Echo the lines of the data verbatim, from the line containing "e.g. [(557, 506)]" through the line containing "576), (128, 528)]", including both of those lines.

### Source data

------

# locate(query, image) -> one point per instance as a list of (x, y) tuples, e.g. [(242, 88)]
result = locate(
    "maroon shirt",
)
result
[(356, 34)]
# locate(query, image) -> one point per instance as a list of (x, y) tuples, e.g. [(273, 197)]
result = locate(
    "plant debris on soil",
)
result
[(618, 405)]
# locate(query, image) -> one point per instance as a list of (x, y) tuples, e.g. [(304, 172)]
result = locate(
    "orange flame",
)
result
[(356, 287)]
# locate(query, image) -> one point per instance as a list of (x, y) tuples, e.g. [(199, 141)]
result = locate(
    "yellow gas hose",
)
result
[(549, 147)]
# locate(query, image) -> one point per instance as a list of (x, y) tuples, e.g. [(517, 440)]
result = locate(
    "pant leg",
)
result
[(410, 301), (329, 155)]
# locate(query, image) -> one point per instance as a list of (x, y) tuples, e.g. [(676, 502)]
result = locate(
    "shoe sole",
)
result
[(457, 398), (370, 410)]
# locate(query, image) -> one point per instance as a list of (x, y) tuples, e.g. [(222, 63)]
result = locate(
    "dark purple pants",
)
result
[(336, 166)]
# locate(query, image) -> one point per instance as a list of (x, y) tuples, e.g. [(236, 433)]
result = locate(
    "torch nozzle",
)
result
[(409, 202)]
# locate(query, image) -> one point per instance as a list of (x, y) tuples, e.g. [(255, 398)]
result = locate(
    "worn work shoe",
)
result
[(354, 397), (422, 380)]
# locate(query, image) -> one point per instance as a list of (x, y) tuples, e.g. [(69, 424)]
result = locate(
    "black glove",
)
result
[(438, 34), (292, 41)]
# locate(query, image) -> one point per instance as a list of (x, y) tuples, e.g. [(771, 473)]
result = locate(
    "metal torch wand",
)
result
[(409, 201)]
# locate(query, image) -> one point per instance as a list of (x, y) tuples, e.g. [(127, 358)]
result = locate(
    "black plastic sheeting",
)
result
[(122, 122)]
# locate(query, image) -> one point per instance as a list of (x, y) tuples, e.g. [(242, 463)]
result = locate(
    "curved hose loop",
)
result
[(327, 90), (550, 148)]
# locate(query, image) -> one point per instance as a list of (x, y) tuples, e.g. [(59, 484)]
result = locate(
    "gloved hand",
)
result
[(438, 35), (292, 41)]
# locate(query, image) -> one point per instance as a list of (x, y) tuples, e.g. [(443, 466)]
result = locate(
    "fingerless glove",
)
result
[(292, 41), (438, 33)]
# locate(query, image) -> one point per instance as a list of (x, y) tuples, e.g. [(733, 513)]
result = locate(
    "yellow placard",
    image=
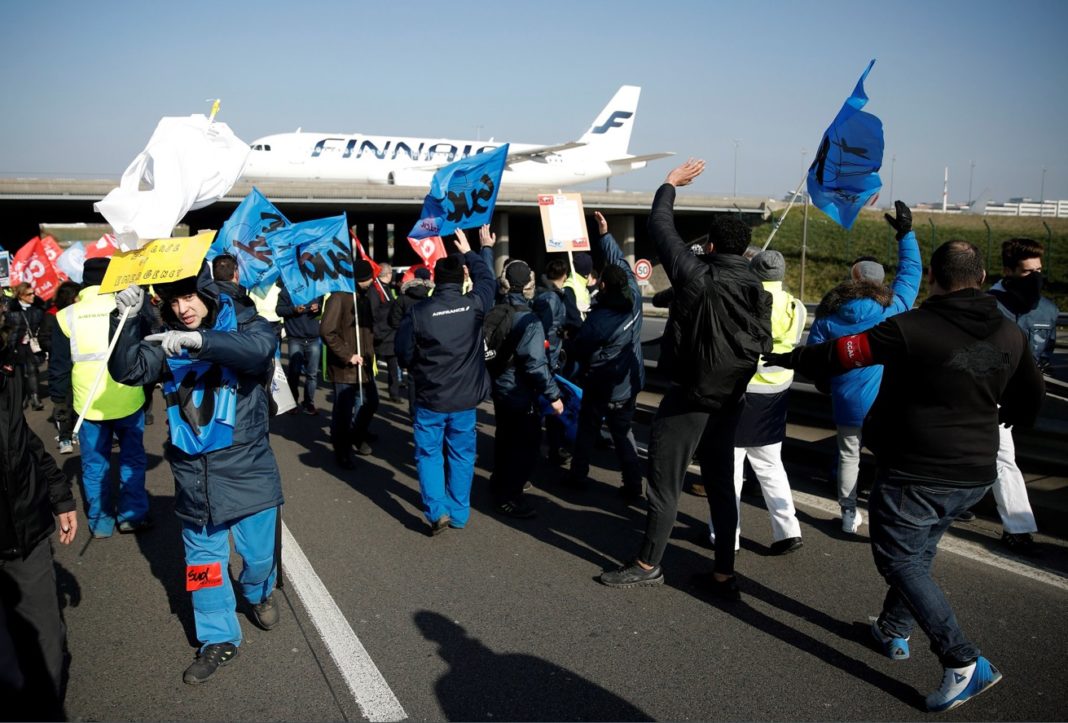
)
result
[(157, 262)]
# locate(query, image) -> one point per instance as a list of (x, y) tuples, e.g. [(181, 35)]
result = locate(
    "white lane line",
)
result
[(954, 545), (364, 680)]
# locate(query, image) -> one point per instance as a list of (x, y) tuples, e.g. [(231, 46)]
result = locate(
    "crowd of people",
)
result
[(933, 391)]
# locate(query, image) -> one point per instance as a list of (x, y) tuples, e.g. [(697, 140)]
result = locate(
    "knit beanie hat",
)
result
[(769, 266)]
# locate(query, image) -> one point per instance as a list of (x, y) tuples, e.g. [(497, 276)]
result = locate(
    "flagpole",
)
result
[(783, 218), (104, 370)]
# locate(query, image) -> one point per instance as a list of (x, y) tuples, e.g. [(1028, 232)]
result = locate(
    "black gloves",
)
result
[(902, 223)]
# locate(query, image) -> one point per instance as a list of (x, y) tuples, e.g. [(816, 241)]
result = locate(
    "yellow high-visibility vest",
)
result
[(87, 324)]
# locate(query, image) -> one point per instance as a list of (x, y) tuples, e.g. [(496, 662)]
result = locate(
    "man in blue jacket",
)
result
[(608, 351), (441, 345), (215, 361), (852, 308), (1020, 299)]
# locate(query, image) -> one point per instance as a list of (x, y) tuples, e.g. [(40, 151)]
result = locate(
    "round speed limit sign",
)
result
[(643, 271)]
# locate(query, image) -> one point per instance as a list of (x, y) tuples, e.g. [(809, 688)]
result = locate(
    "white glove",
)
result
[(174, 342), (131, 298)]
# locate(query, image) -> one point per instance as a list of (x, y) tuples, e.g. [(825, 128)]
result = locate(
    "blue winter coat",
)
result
[(528, 376), (856, 307), (241, 478), (609, 346), (440, 343)]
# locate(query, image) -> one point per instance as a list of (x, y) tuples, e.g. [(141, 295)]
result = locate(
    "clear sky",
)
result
[(83, 83)]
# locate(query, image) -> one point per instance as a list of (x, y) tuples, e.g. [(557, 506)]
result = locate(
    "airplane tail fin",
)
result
[(610, 134)]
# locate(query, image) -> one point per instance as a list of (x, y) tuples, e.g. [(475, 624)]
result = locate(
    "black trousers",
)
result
[(32, 638), (679, 429), (515, 451)]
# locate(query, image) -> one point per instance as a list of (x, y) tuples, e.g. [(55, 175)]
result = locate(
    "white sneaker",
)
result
[(960, 685), (851, 520)]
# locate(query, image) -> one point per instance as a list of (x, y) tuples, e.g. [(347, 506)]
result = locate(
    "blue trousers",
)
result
[(215, 607), (303, 358), (445, 493), (908, 520), (95, 441)]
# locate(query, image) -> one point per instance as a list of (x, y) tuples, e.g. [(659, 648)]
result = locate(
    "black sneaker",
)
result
[(786, 546), (265, 614), (208, 661), (516, 508), (632, 576), (128, 528)]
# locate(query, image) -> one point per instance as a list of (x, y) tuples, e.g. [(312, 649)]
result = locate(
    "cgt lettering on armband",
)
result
[(853, 351)]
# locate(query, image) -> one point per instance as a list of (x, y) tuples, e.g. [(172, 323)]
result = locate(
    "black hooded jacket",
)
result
[(947, 365)]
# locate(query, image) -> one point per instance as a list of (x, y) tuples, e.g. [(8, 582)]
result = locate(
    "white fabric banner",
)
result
[(189, 162)]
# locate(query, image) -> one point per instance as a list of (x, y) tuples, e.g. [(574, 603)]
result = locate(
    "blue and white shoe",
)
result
[(896, 648), (960, 685)]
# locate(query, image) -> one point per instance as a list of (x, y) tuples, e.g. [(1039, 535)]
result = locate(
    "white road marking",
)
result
[(364, 680)]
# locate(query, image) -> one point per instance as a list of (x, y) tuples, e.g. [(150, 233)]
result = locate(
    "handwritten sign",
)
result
[(161, 261), (563, 222)]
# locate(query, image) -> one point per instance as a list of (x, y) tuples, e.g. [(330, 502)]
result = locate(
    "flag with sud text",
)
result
[(462, 194), (314, 257), (844, 176)]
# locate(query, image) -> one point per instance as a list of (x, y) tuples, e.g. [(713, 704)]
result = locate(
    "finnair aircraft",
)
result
[(411, 161)]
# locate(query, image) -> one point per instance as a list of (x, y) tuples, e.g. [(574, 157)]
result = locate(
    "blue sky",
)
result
[(955, 82)]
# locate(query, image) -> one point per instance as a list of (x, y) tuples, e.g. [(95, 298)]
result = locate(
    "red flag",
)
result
[(104, 248), (34, 264), (429, 249), (363, 254)]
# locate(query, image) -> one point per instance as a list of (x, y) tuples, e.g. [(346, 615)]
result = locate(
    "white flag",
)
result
[(189, 162)]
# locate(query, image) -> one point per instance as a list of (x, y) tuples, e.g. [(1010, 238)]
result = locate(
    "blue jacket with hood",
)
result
[(239, 480), (854, 307)]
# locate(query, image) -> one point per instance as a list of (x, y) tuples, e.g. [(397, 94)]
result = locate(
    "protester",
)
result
[(1020, 299), (608, 351), (301, 324), (215, 356), (110, 410), (851, 308), (440, 342), (63, 412), (32, 633), (762, 426), (356, 395), (381, 300), (933, 429), (26, 314), (720, 325)]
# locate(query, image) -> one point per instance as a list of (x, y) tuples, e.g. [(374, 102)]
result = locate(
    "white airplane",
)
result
[(411, 161)]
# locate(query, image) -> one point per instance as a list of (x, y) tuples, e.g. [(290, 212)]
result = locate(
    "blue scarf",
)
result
[(202, 396)]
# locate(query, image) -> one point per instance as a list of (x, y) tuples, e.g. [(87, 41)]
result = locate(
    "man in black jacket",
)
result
[(720, 325), (32, 490), (933, 429)]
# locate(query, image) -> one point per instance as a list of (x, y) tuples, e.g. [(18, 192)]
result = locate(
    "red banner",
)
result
[(35, 264)]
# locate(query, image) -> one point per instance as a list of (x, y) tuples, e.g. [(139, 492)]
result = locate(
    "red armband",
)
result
[(203, 576), (853, 351)]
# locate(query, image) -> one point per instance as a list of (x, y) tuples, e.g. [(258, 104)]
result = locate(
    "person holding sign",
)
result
[(214, 359)]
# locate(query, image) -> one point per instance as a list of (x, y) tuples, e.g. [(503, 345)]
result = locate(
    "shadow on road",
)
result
[(482, 685)]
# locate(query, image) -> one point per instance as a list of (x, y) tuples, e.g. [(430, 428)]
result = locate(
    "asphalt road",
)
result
[(504, 621)]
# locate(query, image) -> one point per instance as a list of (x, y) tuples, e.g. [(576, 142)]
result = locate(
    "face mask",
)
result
[(1027, 288)]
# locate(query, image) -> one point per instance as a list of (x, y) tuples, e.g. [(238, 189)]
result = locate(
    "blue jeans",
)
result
[(445, 496), (215, 607), (303, 358), (908, 520), (95, 441)]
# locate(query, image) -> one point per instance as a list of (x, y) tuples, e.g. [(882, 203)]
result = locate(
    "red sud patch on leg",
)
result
[(203, 576), (853, 351)]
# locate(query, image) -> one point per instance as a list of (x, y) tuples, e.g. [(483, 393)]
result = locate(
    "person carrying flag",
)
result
[(215, 360)]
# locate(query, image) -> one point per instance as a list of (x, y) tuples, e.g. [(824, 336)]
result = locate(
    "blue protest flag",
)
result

------

### ANSWER FOR THE TASK
# locate(query, image) -> one point per instance as a list of (x, y) tuples, e.g. [(557, 506)]
result = locate(
    "airplane tail fin",
)
result
[(610, 134)]
# locate(query, image) -> one point per instance as a list of (x, y) tuples, e.g. [(475, 624)]
result = locate(
    "black trousers",
)
result
[(32, 638), (679, 429), (515, 451)]
# locate(query, image) -> one point per instance as a list of (x, y) tuples, e.g. [(55, 175)]
result = locate(
    "white sneaker",
)
result
[(960, 685), (851, 520)]
# locate(query, image) -> one point per instance as a list of (x, y) tuples, e.g. [(347, 506)]
result = locate(
    "blue trousers",
)
result
[(215, 607), (303, 358), (445, 493), (908, 520), (95, 441)]
# locate(query, image) -> one point per instance as a list of (x, y) tuples, e.g. [(659, 648)]
result = locate(
    "black sneaker",
)
result
[(786, 546), (265, 614), (208, 661), (516, 508), (632, 576), (128, 528)]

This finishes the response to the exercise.